Stored items
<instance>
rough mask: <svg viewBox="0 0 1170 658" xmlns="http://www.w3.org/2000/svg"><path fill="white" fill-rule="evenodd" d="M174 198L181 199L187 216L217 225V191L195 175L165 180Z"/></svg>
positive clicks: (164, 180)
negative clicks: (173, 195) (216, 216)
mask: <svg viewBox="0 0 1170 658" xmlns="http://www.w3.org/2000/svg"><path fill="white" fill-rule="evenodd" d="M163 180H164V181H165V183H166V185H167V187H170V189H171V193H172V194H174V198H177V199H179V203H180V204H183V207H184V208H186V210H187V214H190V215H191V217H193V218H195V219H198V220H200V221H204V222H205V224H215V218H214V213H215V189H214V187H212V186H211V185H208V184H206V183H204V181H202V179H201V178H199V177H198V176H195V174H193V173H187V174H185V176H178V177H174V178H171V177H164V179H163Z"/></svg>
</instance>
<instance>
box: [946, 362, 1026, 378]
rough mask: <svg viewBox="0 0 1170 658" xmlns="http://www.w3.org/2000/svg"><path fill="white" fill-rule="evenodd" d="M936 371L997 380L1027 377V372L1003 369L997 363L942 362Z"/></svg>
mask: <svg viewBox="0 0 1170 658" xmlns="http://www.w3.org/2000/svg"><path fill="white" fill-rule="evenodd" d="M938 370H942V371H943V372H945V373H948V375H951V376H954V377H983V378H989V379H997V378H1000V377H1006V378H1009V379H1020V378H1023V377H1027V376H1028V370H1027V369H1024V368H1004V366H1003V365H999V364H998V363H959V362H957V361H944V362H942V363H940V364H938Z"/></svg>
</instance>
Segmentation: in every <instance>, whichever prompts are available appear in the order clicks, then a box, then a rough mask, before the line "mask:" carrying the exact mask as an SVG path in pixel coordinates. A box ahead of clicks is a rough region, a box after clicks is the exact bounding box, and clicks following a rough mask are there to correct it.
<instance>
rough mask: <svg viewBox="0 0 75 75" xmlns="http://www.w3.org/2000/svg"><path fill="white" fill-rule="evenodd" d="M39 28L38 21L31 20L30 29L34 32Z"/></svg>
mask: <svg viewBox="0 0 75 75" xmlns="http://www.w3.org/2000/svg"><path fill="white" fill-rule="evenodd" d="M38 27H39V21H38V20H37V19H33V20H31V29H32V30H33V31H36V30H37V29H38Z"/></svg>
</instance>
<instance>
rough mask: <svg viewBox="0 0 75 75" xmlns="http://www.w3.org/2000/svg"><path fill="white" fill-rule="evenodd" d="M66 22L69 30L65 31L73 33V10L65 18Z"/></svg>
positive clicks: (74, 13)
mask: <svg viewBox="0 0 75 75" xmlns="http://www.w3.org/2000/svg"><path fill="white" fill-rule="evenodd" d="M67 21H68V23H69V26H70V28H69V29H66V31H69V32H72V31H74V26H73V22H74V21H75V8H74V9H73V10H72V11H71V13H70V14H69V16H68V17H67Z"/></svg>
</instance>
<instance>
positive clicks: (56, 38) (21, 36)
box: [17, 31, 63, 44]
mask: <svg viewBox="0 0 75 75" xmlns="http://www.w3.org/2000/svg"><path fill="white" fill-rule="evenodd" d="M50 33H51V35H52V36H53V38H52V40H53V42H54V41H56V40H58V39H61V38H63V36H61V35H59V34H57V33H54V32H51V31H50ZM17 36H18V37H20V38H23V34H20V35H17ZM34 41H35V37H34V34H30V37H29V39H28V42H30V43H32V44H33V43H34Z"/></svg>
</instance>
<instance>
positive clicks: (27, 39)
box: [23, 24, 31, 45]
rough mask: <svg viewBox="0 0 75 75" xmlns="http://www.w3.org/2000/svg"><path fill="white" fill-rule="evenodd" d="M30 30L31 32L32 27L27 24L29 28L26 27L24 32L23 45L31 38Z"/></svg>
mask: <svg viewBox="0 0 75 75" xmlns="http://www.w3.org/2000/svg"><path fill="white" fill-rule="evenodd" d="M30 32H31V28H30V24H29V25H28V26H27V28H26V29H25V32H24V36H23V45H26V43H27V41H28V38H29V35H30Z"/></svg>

* * *

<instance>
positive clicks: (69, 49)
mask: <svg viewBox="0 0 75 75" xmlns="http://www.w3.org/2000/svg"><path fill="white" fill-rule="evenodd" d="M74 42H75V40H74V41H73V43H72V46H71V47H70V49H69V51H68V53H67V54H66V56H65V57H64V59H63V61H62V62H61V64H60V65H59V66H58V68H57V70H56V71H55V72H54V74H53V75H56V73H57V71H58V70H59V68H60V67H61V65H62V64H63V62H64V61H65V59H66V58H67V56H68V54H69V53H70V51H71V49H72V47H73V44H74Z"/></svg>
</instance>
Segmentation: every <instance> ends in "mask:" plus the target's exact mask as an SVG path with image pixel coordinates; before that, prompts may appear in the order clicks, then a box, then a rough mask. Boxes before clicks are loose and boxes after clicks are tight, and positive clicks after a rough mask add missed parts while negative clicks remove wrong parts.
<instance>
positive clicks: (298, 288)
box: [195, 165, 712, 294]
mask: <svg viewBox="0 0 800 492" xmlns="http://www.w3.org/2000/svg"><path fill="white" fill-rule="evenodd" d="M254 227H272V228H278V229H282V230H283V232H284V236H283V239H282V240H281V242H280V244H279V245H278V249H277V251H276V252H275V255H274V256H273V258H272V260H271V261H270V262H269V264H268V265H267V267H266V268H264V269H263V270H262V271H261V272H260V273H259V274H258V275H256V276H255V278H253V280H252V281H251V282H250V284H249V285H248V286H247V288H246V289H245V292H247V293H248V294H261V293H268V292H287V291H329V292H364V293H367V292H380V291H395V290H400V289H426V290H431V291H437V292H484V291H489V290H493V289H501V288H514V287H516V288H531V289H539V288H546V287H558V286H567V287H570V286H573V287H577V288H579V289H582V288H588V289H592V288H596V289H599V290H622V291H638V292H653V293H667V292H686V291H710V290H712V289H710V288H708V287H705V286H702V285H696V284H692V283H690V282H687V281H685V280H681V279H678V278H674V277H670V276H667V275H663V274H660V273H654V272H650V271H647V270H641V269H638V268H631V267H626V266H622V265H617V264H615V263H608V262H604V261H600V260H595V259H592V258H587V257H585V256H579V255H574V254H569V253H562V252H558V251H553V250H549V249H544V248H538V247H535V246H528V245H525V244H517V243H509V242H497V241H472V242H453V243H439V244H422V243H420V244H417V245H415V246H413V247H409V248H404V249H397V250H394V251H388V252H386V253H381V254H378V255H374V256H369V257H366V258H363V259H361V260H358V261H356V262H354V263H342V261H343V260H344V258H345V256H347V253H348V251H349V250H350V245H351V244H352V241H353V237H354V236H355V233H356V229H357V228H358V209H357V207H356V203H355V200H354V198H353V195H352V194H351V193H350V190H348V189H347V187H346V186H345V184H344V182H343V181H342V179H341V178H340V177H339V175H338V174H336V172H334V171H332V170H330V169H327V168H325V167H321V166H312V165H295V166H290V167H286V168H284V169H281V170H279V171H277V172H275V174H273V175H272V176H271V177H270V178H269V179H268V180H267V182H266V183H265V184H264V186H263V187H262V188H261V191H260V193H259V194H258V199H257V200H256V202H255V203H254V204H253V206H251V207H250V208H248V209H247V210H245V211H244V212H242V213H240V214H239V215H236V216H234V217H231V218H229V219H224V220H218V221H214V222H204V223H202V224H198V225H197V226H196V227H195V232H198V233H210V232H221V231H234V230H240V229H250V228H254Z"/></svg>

Your instructions
Search the lines above for the string "Segmentation", then show every one that has it.

Result of the task
Segmentation: in every <instance>, whichever prompts are available appear in the order clicks, then a box, then a rough mask, before the line "mask:" carrying the exact mask as an SVG path in pixel coordinates. A box ahead of clicks is a rough region, a box after clicks is the exact bounding box, and clicks following a rough mask are there to correct it.
Segmentation: every <instance> ends in "mask:" plus the target's exact mask as an SVG path with image pixel coordinates; before that, prompts may appear in the order clicks, then a box, then a rough mask. Boxes before clicks are loose and boxes after clicks are tight, and positive clicks after a rough mask add missed parts while negative clicks remove wrong parts.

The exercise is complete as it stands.